[Start of Attachment]

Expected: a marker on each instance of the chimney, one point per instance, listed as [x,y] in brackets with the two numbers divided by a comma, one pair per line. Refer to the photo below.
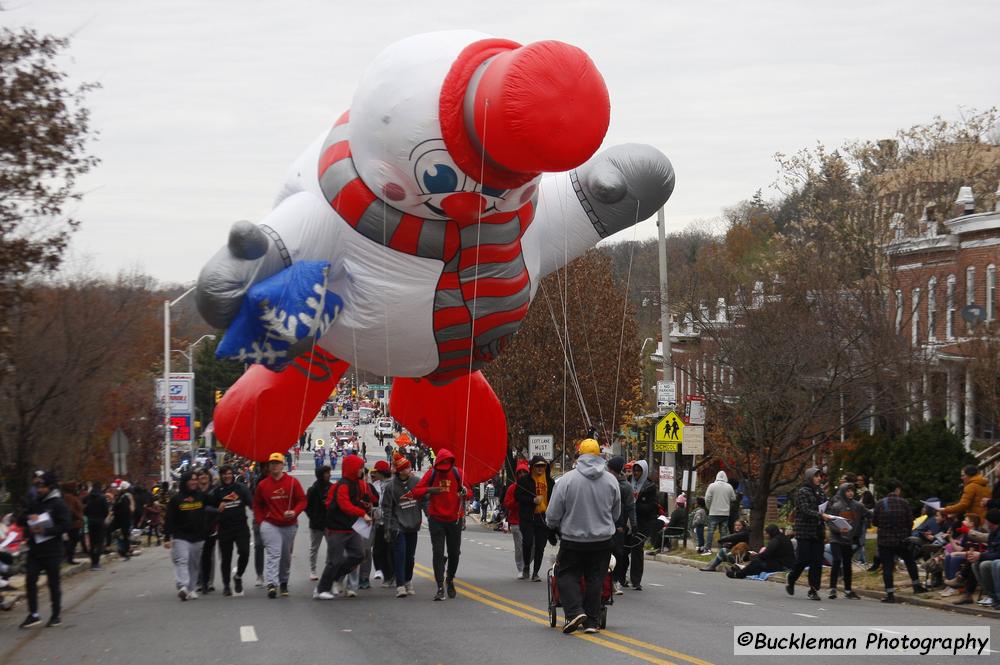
[928,223]
[965,203]
[898,226]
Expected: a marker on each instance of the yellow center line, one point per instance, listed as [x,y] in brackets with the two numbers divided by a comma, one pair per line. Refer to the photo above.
[594,639]
[474,591]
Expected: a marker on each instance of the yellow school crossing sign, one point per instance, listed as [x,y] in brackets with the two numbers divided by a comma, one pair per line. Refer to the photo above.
[669,434]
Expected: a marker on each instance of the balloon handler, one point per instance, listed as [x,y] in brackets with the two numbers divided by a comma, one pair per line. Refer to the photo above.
[410,237]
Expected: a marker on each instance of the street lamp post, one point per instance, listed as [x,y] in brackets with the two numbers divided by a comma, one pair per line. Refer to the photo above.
[167,434]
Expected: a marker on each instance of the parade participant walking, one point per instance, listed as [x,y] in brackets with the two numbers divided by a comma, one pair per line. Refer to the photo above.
[842,539]
[95,510]
[445,508]
[626,521]
[647,511]
[403,518]
[232,500]
[184,532]
[345,506]
[206,580]
[584,509]
[718,499]
[382,558]
[277,502]
[514,518]
[808,534]
[532,494]
[894,521]
[316,512]
[47,519]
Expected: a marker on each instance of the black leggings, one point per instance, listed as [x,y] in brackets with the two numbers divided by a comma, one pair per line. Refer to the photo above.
[226,541]
[842,555]
[534,534]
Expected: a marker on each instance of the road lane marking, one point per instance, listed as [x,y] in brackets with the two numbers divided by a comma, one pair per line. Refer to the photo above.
[427,572]
[594,639]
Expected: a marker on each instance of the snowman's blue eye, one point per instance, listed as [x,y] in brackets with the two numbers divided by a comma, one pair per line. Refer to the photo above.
[440,179]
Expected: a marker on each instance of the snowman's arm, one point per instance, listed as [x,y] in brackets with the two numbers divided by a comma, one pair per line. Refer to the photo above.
[302,227]
[614,190]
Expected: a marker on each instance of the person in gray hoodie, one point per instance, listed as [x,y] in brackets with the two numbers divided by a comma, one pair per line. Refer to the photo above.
[718,498]
[842,540]
[403,518]
[584,508]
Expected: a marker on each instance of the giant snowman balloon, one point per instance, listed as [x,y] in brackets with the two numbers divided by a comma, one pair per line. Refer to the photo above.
[463,173]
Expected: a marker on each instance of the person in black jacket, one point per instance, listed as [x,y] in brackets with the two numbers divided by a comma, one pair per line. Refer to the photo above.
[647,510]
[532,496]
[95,511]
[809,529]
[778,555]
[46,519]
[184,533]
[740,534]
[231,500]
[316,512]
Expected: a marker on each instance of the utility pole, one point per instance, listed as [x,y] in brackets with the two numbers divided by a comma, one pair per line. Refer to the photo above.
[668,459]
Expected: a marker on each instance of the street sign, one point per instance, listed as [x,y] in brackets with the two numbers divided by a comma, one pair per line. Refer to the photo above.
[694,410]
[694,440]
[669,433]
[180,428]
[181,392]
[665,395]
[541,444]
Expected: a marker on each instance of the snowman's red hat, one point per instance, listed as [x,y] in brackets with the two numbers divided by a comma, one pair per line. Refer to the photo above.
[512,112]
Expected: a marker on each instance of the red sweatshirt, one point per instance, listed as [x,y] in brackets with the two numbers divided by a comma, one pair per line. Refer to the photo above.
[352,464]
[273,497]
[447,506]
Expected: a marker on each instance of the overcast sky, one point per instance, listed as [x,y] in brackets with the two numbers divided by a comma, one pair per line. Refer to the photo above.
[204,104]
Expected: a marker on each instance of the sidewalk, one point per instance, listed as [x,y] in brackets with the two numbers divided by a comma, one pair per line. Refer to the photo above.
[15,593]
[903,593]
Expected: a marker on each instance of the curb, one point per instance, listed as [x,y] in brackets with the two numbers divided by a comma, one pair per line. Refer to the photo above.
[19,593]
[864,593]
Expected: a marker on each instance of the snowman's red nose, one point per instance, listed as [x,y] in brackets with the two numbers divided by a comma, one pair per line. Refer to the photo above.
[510,112]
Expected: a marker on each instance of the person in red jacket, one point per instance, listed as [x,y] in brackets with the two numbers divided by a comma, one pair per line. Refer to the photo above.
[514,518]
[445,509]
[346,502]
[277,502]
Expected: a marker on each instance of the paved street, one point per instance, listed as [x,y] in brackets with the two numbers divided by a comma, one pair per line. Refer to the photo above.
[129,614]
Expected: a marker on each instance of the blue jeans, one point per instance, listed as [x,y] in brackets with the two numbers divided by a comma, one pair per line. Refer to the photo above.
[404,547]
[721,521]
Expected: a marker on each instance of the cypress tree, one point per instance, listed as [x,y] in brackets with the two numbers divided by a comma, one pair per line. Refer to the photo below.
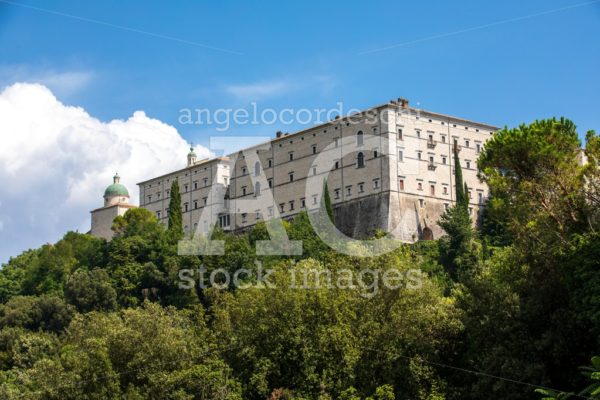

[End of Attachment]

**Your instructions**
Everything in the data except the pictures needs to be written out exactly.

**Response to the task**
Expected: a marker on each instance of the chimney, one point per instance, listed as [x,y] in brackets with the two numbers divided by a comma, one pair per line. Refer to the photo below.
[928,223]
[965,203]
[898,226]
Expected: a marker on each instance of the yellow center line, one point per instance, listed as [x,y] in brackets with the two numbers divided by a comma, one pair per line. Refer to the photo above.
[594,639]
[474,591]
Expected: a marker on each instance of the yellow school crossing sign, one point per instance, listed as [x,y] in brackets with the two numbers divided by a comma, one pair per line. Refer to the photo above.
[669,434]
Expected: a marker on each instance of the balloon handler, one point per instance, listed as [x,y] in brackets with the two numbers divided by a comma, one pair per line. Refer to the photo above.
[410,237]
Expected: a marker on each instance of the street lamp post, one point per instance, listed as [x,y] in brackets with the two numbers divided by a comma, one pair per line. Refer to the photo above.
[167,434]
Expected: a marker on each instance of the parade participant walking, one point per instance, listed as [x,y] in brackets with the two numbers divided by a comma, one pair per line. Refer to the photo above.
[842,539]
[95,510]
[445,508]
[626,521]
[647,511]
[403,518]
[232,500]
[184,532]
[345,506]
[206,580]
[584,509]
[718,499]
[382,558]
[277,502]
[514,518]
[808,534]
[532,494]
[894,521]
[316,512]
[47,519]
Expected: a marker on each instance of the black leggings, one point per instance, listed as [x,y] in brackets with the two numbers divided by a comma, one pair per line. Refer to the photo above.
[226,541]
[842,555]
[534,534]
Expected: a marker on each instance of the road lane marking, one point per instance, listed as [x,y] in brackets with the two numbers divided by a comma, one pair per line. Refer to the photo above.
[427,572]
[594,639]
Expected: a marker on each instance of the snowman's blue eye, one point per instance, listed as [x,y] in brackets with the two numbers divided by a comma, one pair per line. Refer to the photo above.
[440,179]
Expected: a marker on each instance of the snowman's arm, one point per instance, listed as [x,y] in brackets with the two numbers divided by a comma, one pair per line. Refer to the photo above.
[302,227]
[614,190]
Expected: a marker on each instance of the person in gray hoodie, one point per instance, listed as [x,y] in brackets with the two numbers divided by a comma, one pair per line. Refer to the photo above.
[718,498]
[842,540]
[403,518]
[584,508]
Expected: a marker on each instance of the giant snowman balloon, one point per instance, listed as [x,y] in brackets with the two numbers divided by a comma, one pair per line. Refer to the photo above.
[463,173]
Expected: a marker on each instance of the person in black jacket, one point per instance, listed as [x,y] in brackets with the two numbers divided by a comma, one pair per line. Refer to the photo above.
[647,510]
[532,496]
[95,511]
[809,529]
[778,555]
[46,519]
[184,533]
[740,534]
[231,500]
[316,512]
Expected: a marker on each instance of the utility pole, one point per instance, listed as [x,y] in brackets with the two numbers divided by a comma, one pair per line. Refer to the photo above.
[668,459]
Expected: a marker on each instance of the street sign, one point per instance, listed as [x,y] in brackets with the two numbers divided by a comma, one pair per line. Refer to the photo above.
[694,410]
[694,440]
[669,433]
[180,428]
[181,392]
[665,395]
[541,444]
Expected: a marker on each instance of the snowman's red hat, one point per instance, listed as [x,y] in brackets with the two numbers divided by a comma, one pair per line. Refer to the photo above.
[512,112]
Expected: a marker on each instance of the red sweatshirt, one point per instance, listed as [x,y] in brackets with the two numbers divided by a comma, one pair per line. Refer to the photo above.
[352,464]
[273,497]
[447,506]
Expected: a marker on each instance of the overcast sky, one point per instance, listed as [x,y] in brackets with the two numbers divided by a comma, one pair per line. Refer to the photo above.
[204,104]
Expected: a marker on each instance of the sidewalk, one point per instance, listed as [x,y] in brackets with the two numbers divided by a comma, one pair per line. Refer to the photo above.
[15,593]
[903,593]
Expected: a marker on each instance of the curb, one point per instance, listed as [x,y] in brackets with the two numbers divided by a comma, one pair per line. Refer to the photo above.
[19,593]
[864,593]
Expected: a marker on each instance of the snowman's red nose, one point per instance, listed as [x,y] in brackets with the two numbers divided by a comma, one pair per line. Refer to the photo above.
[510,112]
Expected: a marker on each instance of the person in red jacket, one point per instance, listed as [x,y] in brackets with the two numbers divided by a comma, one pair per line. Refer to the photo above.
[514,518]
[445,509]
[346,502]
[277,502]
Expected: a marker on each instance of the paved street, one point per instance, listed as [x,y] in brackets with the two numbers divided by a comma, one pair per line. Refer to the photo above.
[129,614]
Expected: a marker on each instance of the blue jeans, one point per instance, listed as [x,y] in brackets with the two numbers divided by a comma, one pair per line. Refer to the photo above.
[404,547]
[721,521]
Expected: a marker on each instance of the cypress tree, one point per instance, listed as [x,y] in brackets with the two numbers divided by a comma, one pair per line. Refer to the photo below.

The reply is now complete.